■ PROVIDED PASSAGE ■
::::::::

23. The audit firm accepted management’s assertion and concurred with the conclusion to continue the HFS classification without independently evaluating the underlying assumptions or performing audit procedures to assess whether the criteria prescribed under Ind AS 105, particularly with respect to the probability of sale and its expected completion within the stipulated timeframe, were satisfied. Thus, the audit firm failed to comply with the requirements of SA 230, 500 and 540.
24. In another instance, during the inspection of Company B, it was noted that the company held investments worth Rs. 84 crore and had advanced loans amounting Rs. 270.62 crore to its subsidiary. The subsidiary reported cash losses and negative EBITDA, necessitating that Company B assessed the recoverable amount of this exposure in accordance with Ind AS 36. The audit firm relied on qualitative factors like normalized profits, adjusted EBITDA, positive operating cash flows (despite losses), revenue growth, going concern, management’s future business plans for new business and improved margins to conclude no impairment was needed. However, these procedures lacked documented evidence of any quantitative analysis, including Discounted Cash Flow (value-in-use) or fair value less costs of disposal computations comparing recoverable and carrying amounts plus formal multiyear forecasts with assumptions (e.g., capacity utilization, metal prices, B2C plans), terminal growth, industry data, and sensitivity analysis.

::::::::

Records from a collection

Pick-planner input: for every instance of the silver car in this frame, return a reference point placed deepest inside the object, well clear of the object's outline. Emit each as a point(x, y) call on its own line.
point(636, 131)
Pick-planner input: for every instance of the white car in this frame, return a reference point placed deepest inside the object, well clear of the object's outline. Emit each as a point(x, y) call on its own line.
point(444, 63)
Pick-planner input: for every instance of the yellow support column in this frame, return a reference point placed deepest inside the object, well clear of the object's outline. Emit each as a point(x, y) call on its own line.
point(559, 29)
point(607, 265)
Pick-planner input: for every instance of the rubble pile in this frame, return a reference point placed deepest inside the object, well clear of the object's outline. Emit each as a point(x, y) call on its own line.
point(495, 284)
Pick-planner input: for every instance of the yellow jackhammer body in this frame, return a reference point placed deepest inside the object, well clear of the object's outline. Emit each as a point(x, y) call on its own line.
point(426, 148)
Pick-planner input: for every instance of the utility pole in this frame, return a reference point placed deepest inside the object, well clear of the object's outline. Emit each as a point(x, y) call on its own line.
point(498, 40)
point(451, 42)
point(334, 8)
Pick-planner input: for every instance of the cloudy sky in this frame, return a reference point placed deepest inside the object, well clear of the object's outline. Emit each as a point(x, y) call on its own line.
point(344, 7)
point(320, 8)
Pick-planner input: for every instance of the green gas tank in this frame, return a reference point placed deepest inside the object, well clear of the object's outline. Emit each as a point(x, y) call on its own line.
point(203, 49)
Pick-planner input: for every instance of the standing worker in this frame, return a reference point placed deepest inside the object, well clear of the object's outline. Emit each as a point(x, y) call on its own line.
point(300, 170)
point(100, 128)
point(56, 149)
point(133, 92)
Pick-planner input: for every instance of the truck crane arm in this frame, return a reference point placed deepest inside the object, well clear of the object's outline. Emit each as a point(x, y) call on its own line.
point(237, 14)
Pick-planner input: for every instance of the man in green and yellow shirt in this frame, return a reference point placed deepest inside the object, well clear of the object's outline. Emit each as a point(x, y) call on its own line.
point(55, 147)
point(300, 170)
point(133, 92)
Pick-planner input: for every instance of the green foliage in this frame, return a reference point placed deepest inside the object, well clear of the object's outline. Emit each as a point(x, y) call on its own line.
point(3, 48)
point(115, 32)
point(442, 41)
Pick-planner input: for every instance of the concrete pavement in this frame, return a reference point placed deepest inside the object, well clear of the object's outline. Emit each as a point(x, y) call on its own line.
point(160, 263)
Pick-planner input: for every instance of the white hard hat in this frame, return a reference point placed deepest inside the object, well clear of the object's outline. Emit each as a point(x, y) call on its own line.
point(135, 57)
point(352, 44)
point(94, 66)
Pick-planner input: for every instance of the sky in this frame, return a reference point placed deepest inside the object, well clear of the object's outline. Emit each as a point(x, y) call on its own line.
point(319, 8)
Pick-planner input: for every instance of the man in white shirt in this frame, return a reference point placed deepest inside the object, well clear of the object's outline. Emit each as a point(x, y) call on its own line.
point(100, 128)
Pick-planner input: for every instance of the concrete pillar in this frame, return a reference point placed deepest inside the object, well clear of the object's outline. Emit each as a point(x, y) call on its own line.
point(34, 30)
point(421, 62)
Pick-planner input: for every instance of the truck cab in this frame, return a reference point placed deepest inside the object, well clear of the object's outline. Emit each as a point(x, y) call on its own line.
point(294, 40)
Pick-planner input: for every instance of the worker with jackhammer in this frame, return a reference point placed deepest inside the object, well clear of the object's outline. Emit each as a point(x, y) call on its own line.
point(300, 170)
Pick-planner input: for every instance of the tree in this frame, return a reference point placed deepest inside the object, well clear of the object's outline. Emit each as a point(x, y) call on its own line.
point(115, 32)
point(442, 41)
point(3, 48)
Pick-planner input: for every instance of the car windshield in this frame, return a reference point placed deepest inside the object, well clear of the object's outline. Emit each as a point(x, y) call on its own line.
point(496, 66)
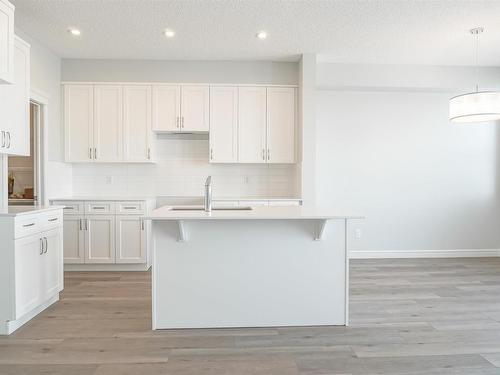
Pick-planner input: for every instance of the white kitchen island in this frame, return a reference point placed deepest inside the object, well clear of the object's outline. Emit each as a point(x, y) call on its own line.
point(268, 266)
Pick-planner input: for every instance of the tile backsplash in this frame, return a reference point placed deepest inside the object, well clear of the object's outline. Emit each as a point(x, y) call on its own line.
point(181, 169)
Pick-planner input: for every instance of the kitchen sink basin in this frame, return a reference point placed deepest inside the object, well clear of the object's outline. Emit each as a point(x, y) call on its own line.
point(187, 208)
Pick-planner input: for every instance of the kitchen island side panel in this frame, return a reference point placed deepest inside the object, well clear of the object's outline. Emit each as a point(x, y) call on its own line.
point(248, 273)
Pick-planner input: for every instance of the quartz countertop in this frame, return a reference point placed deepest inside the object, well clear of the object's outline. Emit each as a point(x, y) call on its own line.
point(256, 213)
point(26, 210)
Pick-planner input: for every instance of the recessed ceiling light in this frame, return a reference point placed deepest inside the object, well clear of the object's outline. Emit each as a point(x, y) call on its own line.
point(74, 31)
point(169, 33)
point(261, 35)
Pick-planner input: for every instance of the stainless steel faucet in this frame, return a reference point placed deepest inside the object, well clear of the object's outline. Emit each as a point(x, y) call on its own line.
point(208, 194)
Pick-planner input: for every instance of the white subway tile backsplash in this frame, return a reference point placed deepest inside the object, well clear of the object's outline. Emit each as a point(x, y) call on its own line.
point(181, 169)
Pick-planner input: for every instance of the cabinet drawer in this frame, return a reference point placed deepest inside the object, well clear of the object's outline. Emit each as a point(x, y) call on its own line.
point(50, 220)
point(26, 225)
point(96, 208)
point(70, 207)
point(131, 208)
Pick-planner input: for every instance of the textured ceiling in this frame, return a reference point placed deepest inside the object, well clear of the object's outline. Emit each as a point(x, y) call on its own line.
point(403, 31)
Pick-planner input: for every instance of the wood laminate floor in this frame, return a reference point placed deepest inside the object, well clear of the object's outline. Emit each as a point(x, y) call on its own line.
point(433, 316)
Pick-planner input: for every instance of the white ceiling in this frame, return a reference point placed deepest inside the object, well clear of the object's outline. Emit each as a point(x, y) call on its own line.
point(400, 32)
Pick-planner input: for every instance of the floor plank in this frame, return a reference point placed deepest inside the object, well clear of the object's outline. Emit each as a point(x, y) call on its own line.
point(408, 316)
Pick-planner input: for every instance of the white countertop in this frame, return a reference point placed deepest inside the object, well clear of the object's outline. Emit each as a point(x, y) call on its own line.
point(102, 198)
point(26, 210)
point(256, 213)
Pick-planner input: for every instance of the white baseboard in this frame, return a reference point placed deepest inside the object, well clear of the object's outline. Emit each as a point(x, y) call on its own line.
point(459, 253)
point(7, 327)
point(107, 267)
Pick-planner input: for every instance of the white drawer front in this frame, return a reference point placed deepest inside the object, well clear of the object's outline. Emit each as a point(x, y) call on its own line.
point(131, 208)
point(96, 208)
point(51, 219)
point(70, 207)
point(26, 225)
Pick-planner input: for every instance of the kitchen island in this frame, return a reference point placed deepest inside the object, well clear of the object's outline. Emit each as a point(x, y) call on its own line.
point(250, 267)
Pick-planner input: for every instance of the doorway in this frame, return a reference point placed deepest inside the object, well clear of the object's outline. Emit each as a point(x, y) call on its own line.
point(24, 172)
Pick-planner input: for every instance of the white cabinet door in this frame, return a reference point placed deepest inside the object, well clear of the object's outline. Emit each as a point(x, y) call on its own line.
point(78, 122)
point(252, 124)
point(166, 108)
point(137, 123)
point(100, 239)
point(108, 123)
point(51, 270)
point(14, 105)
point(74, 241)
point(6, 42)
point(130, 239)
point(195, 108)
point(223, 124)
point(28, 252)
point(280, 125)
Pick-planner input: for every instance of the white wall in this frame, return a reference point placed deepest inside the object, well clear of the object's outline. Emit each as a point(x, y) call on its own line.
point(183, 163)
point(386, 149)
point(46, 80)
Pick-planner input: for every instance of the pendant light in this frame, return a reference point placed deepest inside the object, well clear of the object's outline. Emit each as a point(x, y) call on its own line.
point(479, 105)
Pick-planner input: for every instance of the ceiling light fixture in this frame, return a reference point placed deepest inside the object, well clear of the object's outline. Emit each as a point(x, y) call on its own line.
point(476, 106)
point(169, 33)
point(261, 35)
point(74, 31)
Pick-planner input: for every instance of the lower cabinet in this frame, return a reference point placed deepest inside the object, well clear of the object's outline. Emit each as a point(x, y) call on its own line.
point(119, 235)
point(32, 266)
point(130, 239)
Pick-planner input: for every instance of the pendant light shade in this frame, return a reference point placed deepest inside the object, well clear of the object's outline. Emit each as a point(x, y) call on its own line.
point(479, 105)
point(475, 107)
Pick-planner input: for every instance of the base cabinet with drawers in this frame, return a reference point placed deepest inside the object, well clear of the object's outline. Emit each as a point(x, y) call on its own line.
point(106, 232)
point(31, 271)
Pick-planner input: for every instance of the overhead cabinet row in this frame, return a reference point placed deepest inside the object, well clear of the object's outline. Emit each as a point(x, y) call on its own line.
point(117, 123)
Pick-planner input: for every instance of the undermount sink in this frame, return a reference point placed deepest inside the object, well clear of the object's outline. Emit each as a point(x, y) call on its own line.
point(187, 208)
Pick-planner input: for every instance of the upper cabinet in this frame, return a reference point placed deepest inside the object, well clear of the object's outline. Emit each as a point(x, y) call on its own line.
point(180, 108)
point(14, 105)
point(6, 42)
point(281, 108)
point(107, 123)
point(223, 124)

::::::::

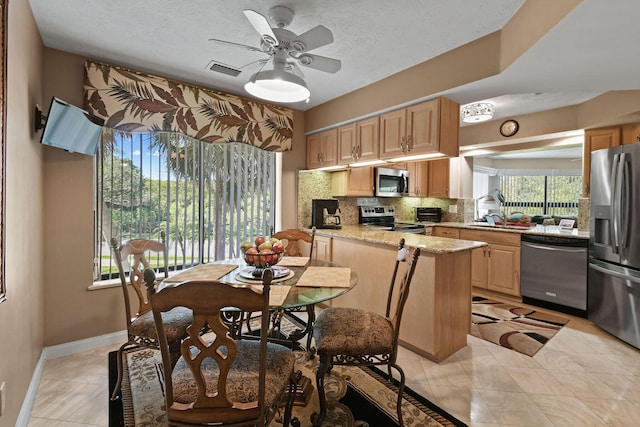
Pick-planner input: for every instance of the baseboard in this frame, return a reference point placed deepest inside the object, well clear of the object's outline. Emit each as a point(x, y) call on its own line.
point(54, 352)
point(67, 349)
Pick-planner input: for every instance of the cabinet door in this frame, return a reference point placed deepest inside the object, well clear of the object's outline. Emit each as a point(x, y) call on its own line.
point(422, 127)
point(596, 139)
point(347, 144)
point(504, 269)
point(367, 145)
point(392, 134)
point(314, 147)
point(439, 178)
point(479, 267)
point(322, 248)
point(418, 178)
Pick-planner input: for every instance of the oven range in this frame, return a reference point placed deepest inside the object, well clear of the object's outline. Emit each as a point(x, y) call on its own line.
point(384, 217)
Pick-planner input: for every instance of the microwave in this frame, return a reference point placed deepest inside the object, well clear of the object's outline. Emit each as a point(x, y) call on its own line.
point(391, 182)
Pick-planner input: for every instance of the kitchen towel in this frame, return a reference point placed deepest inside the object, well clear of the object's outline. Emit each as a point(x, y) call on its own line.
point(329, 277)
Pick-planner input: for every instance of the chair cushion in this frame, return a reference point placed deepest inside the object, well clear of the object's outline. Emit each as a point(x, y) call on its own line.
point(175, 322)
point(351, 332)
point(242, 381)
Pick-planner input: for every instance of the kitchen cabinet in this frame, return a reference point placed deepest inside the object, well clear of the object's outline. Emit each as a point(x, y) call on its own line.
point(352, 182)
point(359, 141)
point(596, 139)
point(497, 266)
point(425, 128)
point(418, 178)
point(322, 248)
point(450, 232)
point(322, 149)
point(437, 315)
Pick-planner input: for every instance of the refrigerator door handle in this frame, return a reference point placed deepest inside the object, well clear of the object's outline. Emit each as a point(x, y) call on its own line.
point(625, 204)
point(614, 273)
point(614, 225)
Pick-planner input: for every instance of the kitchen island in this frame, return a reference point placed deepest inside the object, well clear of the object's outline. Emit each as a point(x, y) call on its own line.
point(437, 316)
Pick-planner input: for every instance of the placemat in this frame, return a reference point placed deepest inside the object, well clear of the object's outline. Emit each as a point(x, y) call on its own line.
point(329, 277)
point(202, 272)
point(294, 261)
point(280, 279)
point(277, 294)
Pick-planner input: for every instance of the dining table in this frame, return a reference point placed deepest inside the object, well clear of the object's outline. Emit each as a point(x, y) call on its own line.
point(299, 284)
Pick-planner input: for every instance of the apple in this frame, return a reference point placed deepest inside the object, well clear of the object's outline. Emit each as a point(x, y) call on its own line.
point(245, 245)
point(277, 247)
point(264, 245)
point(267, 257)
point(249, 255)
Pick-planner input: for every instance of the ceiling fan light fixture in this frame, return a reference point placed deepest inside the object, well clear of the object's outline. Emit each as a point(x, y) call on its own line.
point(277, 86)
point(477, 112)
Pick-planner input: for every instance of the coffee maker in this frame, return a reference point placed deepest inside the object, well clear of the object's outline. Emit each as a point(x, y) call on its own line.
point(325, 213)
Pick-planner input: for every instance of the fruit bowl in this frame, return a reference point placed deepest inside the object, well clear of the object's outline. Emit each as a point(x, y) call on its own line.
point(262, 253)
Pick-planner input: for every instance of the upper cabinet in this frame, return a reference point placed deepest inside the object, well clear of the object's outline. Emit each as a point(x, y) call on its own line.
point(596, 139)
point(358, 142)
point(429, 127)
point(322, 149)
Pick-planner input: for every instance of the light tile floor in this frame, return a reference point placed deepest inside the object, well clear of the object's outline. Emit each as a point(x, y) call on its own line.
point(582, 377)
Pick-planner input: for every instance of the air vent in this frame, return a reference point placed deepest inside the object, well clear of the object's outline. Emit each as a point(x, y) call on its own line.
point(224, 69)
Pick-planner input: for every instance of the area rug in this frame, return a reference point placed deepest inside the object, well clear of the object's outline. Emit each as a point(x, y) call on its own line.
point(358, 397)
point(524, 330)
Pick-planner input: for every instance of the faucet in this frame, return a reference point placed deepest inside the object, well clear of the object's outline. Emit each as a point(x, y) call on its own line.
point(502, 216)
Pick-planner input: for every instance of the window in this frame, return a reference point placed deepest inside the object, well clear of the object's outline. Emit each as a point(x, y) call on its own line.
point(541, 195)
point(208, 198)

::::::::

■ TASK A ■
From the audit inspection passage, reproduce verbatim the part that opens with the words containing "23. The audit" and closes with "500 and 540.".
■ TASK B ■
List every accounting or auditing standard (Ind AS or SA) that the audit inspection passage cites.
■ TASK C ■
Pick up the audit inspection passage right after its last sentence and continue it.

■ EXERCISE RESPONSE A ■
23. The audit firm accepted management’s assertion and concurred with the conclusion to continue the HFS classification without independently evaluating the underlying assumptions or performing audit procedures to assess whether the criteria prescribed under Ind AS 105, particularly with respect to the probability of sale and its expected completion within the stipulated timeframe, were satisfied. Thus, the audit firm failed to comply with the requirements of SA 230, 500 and 540.

■ EXERCISE RESPONSE B ■
Ind AS 105, SA 230, SA 500, SA 540, Ind AS 36

■ EXERCISE RESPONSE C ■
(b) Loans & Advances
25. In Company B, it is observed that the company has provided loans to its subsidiaries at an interest rate of 8.5 percent per annum. In reference to arm’s length, it is noted that these loans were given at a rate higher than the incremental borrowing cost of the company and accordingly it was concluded that they were at arm’s length. The management has given assertion in the Financial Statements that the related party transaction was conducted at arm’s length and accordingly it required the audit firm to obtain sufficient appropriate audit evidence about the assertion as per SA 550. There is no evidence in the audit file that the audit firm performed sufficient audit procedures to evaluate whether the interest rate and other terms align with what an unrelated lender would demand from a borrower of similar risk thereby indicating non-compliance with the requirements of SA 550.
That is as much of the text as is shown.